## Recorded information
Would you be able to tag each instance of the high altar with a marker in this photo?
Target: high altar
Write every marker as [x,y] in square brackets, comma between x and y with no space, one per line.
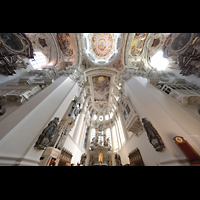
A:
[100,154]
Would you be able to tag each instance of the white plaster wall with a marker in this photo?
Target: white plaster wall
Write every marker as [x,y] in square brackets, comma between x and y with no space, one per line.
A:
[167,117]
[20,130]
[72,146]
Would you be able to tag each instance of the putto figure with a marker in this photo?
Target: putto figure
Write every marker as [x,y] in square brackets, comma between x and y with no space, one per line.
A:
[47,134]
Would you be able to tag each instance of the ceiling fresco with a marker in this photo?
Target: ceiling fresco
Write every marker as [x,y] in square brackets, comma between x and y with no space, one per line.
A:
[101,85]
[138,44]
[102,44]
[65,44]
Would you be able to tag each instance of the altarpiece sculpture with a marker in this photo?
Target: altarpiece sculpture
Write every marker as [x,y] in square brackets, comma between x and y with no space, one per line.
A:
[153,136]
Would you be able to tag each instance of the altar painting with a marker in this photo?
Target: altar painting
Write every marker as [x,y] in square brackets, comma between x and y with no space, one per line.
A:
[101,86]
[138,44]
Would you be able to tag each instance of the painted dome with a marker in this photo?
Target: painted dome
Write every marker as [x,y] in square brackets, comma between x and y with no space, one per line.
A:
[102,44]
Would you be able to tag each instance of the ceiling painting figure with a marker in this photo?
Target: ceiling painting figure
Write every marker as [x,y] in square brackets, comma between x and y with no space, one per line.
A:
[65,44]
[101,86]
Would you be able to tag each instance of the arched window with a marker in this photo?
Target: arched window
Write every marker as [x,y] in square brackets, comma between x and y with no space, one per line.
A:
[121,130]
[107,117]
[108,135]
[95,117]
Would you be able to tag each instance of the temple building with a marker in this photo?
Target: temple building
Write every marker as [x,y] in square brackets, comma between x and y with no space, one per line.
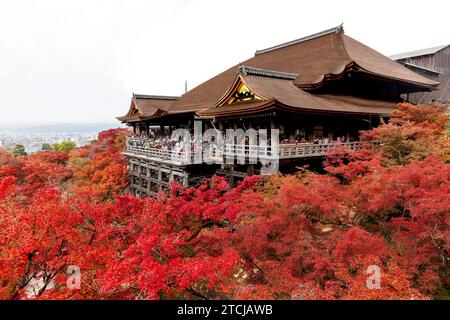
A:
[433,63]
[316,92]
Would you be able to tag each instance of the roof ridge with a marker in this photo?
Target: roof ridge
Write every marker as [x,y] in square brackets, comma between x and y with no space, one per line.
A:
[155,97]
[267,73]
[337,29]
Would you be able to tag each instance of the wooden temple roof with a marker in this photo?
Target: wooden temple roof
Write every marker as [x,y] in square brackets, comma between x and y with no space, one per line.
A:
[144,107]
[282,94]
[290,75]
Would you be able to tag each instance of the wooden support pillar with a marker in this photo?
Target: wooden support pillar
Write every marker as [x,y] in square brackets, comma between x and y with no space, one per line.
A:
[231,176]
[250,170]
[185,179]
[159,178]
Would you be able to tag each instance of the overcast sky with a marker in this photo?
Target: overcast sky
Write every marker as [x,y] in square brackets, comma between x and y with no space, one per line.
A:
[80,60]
...
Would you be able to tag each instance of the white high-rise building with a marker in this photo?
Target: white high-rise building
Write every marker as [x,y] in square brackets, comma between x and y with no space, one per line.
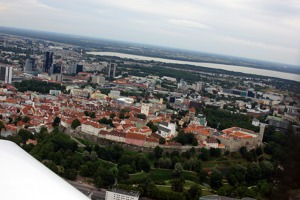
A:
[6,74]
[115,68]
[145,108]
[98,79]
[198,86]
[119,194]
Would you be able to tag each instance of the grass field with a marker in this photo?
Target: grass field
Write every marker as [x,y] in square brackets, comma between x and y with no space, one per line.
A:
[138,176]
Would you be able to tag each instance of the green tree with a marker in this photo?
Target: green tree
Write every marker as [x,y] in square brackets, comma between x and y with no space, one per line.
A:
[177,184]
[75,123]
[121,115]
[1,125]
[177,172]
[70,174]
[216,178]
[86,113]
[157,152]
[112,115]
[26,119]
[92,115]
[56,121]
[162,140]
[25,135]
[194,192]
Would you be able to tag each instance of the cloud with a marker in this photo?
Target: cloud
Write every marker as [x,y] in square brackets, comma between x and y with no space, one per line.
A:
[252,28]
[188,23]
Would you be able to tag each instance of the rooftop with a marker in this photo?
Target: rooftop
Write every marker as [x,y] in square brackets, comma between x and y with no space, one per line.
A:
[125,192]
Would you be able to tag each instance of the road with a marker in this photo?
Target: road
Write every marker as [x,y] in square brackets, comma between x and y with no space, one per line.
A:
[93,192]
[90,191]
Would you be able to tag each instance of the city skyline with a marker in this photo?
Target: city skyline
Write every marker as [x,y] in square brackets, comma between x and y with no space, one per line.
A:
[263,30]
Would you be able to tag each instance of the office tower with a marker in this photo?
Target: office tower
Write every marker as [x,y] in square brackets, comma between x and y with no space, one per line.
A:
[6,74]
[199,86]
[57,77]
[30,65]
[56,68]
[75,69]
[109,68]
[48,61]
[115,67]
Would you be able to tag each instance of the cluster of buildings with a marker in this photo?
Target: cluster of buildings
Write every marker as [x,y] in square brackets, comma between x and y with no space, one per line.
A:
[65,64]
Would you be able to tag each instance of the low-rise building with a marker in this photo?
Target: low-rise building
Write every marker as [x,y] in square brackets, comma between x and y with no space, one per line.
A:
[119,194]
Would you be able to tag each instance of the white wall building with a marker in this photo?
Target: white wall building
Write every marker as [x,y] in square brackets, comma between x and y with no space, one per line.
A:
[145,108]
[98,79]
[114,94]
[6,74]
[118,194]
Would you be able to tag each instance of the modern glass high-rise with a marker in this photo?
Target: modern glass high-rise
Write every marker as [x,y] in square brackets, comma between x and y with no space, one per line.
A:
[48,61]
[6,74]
==
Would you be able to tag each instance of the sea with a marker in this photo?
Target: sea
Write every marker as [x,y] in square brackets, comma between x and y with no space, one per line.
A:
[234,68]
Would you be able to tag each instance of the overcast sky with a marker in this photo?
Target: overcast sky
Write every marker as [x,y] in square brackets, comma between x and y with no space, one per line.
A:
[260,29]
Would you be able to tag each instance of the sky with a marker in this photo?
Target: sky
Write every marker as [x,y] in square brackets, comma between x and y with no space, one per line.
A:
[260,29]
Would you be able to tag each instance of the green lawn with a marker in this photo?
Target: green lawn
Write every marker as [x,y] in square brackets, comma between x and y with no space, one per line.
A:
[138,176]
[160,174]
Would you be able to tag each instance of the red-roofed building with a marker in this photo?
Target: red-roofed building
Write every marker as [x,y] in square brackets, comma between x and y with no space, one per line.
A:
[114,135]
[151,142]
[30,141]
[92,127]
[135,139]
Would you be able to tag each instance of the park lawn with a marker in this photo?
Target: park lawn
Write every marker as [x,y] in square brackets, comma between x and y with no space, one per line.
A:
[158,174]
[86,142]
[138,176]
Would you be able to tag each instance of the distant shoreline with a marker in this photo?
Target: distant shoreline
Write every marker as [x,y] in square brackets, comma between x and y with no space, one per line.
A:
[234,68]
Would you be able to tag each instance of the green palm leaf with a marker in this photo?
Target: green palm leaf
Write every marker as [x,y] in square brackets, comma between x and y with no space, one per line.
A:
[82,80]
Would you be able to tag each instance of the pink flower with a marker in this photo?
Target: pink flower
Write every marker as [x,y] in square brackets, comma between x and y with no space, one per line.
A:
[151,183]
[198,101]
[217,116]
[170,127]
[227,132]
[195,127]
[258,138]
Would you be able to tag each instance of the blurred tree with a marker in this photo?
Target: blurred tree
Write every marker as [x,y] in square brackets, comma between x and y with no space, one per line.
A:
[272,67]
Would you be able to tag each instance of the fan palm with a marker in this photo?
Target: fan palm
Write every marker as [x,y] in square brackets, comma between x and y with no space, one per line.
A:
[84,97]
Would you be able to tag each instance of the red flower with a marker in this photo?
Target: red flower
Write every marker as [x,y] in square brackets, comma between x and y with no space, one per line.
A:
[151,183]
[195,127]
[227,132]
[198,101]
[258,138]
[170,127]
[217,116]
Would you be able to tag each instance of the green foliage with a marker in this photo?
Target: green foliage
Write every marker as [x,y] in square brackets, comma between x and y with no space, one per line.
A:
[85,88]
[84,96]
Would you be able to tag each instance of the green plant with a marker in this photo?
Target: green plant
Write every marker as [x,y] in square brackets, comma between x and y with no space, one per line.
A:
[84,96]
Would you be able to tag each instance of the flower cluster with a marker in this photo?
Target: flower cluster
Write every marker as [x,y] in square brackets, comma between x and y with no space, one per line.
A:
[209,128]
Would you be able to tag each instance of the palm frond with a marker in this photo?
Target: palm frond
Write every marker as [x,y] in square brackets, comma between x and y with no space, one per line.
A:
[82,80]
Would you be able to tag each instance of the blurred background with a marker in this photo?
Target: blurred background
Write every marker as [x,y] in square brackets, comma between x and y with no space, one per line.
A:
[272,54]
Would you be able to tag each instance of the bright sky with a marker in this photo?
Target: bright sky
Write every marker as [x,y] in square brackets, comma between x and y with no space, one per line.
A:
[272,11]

## What you have to do
Gather every line of the data above that contains the string "window", and treat uppercase and lowercase letters as distinct when matching.

## Finished exercise
Would you be able to tag each instance of the arched window with a marker in this photo?
Target: arched window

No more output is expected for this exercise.